• _Records from a data collection_:
▬▬▬▬▬▬

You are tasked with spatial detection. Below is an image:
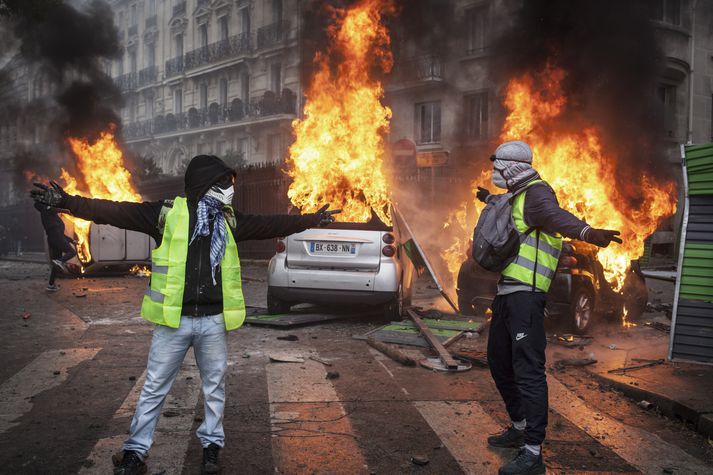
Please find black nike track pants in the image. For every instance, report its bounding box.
[488,292,548,445]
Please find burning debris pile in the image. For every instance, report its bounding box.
[287,0,395,223]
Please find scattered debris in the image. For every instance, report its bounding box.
[406,309,458,371]
[554,358,597,369]
[644,322,671,333]
[453,349,488,368]
[268,354,305,363]
[366,337,416,366]
[277,335,299,341]
[411,455,429,465]
[547,333,594,348]
[418,358,473,372]
[309,356,332,366]
[607,358,664,374]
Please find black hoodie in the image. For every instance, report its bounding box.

▬▬▬▬▬▬

• _Instruction_: Copy every one of the records above word for word, leaving the pictures out.

• _Output below_:
You are tasked with spatial detection. Below is an image:
Please find black nike track pants in the image. For every instance, report its bounding box.
[488,292,548,445]
Please find burning debris pile in the image. For every instance, report its bounding box.
[287,0,395,223]
Please find scattered debris in the image. For every instance, report its bounding box.
[406,309,458,371]
[554,358,597,369]
[644,322,671,333]
[453,349,488,368]
[268,354,305,363]
[366,337,416,366]
[277,335,299,341]
[411,455,429,465]
[547,333,594,348]
[418,358,473,372]
[309,356,332,366]
[607,358,664,374]
Please find black hoodie in the image. For every instance, report its bounding box.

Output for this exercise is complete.